== What the exercise asks ==
Copy the rows from the line with "Target: thin twig" to the line with "70 150 L 64", swapping "region" for "area" and leaving everything else as it is.

== Data in this exercise ==

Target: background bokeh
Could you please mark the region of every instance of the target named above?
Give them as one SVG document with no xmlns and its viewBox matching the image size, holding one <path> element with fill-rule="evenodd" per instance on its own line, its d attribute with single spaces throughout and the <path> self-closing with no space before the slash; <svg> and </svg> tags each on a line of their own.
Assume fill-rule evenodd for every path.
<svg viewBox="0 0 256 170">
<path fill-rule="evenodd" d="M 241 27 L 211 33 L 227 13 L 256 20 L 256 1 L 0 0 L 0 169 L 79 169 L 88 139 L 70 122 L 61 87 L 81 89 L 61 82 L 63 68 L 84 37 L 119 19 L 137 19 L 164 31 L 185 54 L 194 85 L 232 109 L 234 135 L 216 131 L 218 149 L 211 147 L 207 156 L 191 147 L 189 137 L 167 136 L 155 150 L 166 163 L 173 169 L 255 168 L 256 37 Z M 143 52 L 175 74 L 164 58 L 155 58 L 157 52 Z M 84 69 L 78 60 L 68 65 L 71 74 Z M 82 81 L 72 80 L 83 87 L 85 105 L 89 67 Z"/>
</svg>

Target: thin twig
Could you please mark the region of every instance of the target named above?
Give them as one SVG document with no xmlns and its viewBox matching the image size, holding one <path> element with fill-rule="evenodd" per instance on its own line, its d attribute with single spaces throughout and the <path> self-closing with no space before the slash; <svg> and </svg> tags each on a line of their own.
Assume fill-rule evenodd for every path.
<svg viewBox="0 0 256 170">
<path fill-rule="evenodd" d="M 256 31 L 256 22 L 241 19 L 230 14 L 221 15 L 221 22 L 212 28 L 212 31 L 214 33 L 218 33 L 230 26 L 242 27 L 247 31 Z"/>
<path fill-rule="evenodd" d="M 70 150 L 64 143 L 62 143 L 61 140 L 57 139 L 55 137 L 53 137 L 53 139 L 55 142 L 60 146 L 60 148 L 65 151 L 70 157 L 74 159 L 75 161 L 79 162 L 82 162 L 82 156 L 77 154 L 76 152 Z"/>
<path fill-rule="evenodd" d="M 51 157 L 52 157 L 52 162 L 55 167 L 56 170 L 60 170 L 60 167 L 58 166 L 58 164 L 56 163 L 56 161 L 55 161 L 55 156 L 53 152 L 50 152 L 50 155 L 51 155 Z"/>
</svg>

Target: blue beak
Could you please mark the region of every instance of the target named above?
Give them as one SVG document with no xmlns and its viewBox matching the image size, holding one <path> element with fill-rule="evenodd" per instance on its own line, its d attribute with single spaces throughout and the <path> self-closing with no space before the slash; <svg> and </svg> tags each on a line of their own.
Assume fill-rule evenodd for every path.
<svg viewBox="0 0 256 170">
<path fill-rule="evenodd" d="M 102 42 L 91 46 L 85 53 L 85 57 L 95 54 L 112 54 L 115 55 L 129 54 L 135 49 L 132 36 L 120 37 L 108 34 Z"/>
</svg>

== Solution for this task ==
Target: thin twig
Could you please mark the area of every instance of the target named above?
Give them as one SVG document with no xmlns and its viewBox matching the image size, holding one <path> element with fill-rule="evenodd" per instance on its own line, its d attribute with single spaces throughout and the <path> self-closing with no space before the slash; <svg> and </svg> tags each on a line of their own.
Assume fill-rule evenodd for every path.
<svg viewBox="0 0 256 170">
<path fill-rule="evenodd" d="M 256 31 L 256 22 L 241 19 L 230 14 L 221 15 L 221 22 L 212 28 L 212 31 L 214 33 L 218 33 L 230 26 L 242 27 L 247 31 Z"/>
<path fill-rule="evenodd" d="M 70 150 L 64 143 L 62 143 L 61 140 L 57 139 L 55 137 L 53 137 L 53 139 L 55 142 L 60 146 L 60 148 L 65 151 L 70 157 L 74 159 L 75 161 L 79 162 L 82 162 L 82 156 L 77 154 L 76 152 Z"/>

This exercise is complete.